(Text-to-region grounding data)
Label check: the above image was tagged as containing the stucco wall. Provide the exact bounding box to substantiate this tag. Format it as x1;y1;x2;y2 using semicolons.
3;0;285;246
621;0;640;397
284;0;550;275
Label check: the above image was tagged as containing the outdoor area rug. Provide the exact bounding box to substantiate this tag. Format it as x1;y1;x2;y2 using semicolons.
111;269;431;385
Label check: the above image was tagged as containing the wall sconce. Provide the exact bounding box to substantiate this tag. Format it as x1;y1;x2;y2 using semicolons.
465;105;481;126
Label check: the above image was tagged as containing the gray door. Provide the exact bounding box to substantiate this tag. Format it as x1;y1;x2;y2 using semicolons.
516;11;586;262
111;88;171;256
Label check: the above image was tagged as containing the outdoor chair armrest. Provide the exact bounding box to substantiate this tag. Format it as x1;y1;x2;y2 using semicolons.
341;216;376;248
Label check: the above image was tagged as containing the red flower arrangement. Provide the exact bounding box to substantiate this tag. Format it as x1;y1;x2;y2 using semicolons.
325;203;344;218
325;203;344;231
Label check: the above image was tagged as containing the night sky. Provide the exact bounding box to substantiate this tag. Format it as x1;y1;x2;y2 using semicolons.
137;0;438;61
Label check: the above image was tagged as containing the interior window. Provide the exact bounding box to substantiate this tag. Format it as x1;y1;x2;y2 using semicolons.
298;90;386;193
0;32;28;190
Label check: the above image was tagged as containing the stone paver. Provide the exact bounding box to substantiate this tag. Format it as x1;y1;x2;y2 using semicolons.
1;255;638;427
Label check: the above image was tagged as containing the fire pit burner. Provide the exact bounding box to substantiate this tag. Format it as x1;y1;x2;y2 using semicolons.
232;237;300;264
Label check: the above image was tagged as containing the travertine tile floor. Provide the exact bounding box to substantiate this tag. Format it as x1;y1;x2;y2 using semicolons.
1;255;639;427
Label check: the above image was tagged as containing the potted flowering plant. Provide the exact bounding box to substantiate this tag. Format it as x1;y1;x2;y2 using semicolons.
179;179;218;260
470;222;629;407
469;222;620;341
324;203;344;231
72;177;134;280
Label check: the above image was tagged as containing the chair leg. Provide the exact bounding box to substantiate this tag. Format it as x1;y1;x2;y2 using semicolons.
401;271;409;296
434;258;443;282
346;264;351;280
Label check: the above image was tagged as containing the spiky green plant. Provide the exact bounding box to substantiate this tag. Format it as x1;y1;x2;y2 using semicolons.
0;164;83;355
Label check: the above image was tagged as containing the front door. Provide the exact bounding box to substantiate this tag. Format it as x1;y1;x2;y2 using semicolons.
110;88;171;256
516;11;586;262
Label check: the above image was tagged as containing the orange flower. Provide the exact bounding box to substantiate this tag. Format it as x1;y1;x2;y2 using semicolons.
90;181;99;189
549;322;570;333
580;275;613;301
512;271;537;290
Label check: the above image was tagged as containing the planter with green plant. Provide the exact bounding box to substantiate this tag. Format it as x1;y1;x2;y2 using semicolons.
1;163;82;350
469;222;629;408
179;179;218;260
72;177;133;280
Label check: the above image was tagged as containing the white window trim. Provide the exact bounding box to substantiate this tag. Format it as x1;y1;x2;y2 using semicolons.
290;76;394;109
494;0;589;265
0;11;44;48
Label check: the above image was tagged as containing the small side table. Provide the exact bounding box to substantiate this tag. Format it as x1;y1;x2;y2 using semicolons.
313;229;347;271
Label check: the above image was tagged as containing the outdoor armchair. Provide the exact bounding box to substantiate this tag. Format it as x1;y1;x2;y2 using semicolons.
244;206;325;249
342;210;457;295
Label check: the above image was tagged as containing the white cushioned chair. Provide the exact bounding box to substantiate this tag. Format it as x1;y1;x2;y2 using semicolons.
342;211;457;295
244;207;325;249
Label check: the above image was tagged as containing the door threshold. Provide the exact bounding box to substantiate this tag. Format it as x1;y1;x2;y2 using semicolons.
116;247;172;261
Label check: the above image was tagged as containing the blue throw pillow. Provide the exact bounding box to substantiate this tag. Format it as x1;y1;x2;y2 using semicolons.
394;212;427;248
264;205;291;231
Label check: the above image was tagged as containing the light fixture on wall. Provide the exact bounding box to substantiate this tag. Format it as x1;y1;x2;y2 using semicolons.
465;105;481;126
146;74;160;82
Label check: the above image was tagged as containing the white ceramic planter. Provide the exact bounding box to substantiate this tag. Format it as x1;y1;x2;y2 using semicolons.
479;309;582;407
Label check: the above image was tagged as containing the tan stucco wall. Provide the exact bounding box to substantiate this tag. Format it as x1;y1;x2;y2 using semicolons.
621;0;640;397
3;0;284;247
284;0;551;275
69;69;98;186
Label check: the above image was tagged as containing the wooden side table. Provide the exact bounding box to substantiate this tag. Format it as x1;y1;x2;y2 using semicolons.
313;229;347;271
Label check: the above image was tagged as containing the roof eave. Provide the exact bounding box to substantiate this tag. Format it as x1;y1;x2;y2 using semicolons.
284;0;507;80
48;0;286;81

[Instructions for the task]
Reproduce every line of the data so that nothing differs from the original.

[Response to this task]
Label check: the above image was tagged as containing the stucco wall. Provide the exact bounding box to substantiate this tag. Format it as x1;y1;x2;y2 using semicolons.
3;0;285;246
621;0;640;397
284;0;550;275
Label check: the above image was tagged as containing the outdoor area rug. Provide the exact bounding box to substantiate this tag. Format it as x1;y1;x2;y2 using semicolons.
111;269;431;385
Label check: the above image was tagged as containing the wall sconce. Provide the exact bounding box to substantiate this tag. Format it as x1;y1;x2;y2 using semicolons.
465;105;481;126
Label check: the above image was tagged as containing the gray door. Provide the exact bounding box to substantiate this tag. Format it as x1;y1;x2;y2 using semicolons.
516;11;586;262
111;88;171;256
Label check: the above image was tagged as containing the outdoor chair armrest. Provide the exact bounding box to substantiate this tag. Format it as x1;y1;x2;y2 using semicolons.
341;216;376;248
Label check: the above image was tagged as containing the red flower arrangement. Provide the exact bounding box to substantiate this tag. Format it as x1;y1;x2;y2 using semicolons.
325;203;344;218
325;203;344;231
Label check: the above image was tagged as containing the night sky. Provide the exact bounding box to substantiate this tag. Format it as x1;y1;x2;y2 using semicolons.
137;0;438;61
Label check: the above image was tagged as containing the interior window. Provide the exact bounding box to substantiate this tag. Format it as x1;y1;x2;y2 using semicolons.
298;90;386;193
0;32;28;190
Label check: the above image was tagged as containing the stone paver. Provide the exact bounding box to substantiate this tag. Format it as x1;y1;x2;y2 using semicolons.
1;255;638;427
Label check: the above image was tagged as containing the fire pit burner. Provide the exact bounding box to substantiate this tag. Format it as x1;y1;x2;y2 using semicolons.
232;237;300;264
Label check: the above image was tagged as containing the travertine tile floor. Provide the exact bounding box to substantiate this tag. Format it as x1;y1;x2;y2 using semicolons.
1;255;639;427
Label check: the above image was tagged as containing the potted flowering plant. Provide the exact bounding box to substantiate this tag. Format it as x1;y1;x2;y2 using semicolons.
179;179;218;260
470;222;629;407
469;222;620;341
324;203;344;231
72;177;134;280
Label check: the above image was tagged as containing the chair leg. Provide the exact bounding box to substantiate this tag. Format it as x1;y1;x2;y2 using semicolons.
401;271;409;296
434;258;443;282
346;264;351;280
Label check: the above image was tagged as containing the spiky green plant. Provide the exact bounding box to substantiate this tag. Format it as x1;y1;x2;y2 using semicolons.
0;164;83;355
Label check: the above image was tagged as containing the front door. Provide the exact bounding box to substantiate this tag. Format it as x1;y1;x2;y2 using semicolons.
110;88;171;256
516;11;586;262
Label check: the above image was tagged as containing the orange flower. Provide the exact bounding box to substantiate this tag. Format it as x1;y1;x2;y2 using semicolons.
90;181;99;189
549;322;570;333
580;275;613;301
512;271;537;290
Label check: the above image was tagged as containing the planter with green plant. Provide the exact bounding box to substantiate this tag. Format it as x1;y1;x2;y2 using semicolons.
1;163;82;350
469;222;629;408
179;179;218;260
72;177;133;280
Label check: the above image was tagged as containing the white window trim. Provide the exact bounding box to substantiate this tag. Format it as x1;y1;x2;y2 using semicolons.
290;76;394;109
494;0;589;265
0;11;44;48
Label check: the above image was tagged as containing the small side table. Provide the exact bounding box to substantiate this tag. Format it as x1;y1;x2;y2 using semicolons.
313;229;347;271
Label check: the above image was tagged as containing the outdoor armchair. Provide the exact bounding box to substantiate this tag. Format it as x1;y1;x2;y2 using semicolons.
244;206;325;249
342;210;457;295
Label check: the above image was tagged as containing the white cushioned chair. Provide the exact bounding box to substantiate this tag. Format it as x1;y1;x2;y2 using semicolons.
342;211;457;295
244;207;325;249
Label check: the above image was tagged as containing the door threshold. Provide the exact bounding box to substantiate this tag. Format it as x1;y1;x2;y2 using semicolons.
116;247;172;261
Label check: the above image was tagged as containing the blue throw pillow. Provide the exact bounding box to substantiate this tag. Format it as x1;y1;x2;y2 using semicolons.
394;212;427;248
264;205;291;231
Label check: the above image was tagged as containing the light fixture on wall. Provide the exact bounding box to substantiate this tag. Format it as x1;y1;x2;y2 using semicolons.
465;105;481;126
146;74;160;82
Label check: the above image was tagged as containing the white ceramic planter. Provide the exact bounding box to substantiate this tag. Format it as x1;y1;x2;y2 using semicolons.
479;309;582;407
Label check: the above image was tagged as containing the tan stucco wall. Provide the exact bounding box to substantiate this tag. Format it as x1;y1;x2;y2 using semicolons.
621;0;640;397
3;0;284;247
284;0;551;275
69;69;98;186
Label check: the above image was tagged as containing the wooden side table. Provide the exact bounding box to substantiate this tag. Format it as x1;y1;x2;y2 using semicolons.
313;229;347;271
Label check: the above image was tagged as containing the roof eave. Provide the exact bounding box to substantiate this tag. Format it as x1;y1;x2;y2 using semicolons.
284;0;507;80
48;0;286;81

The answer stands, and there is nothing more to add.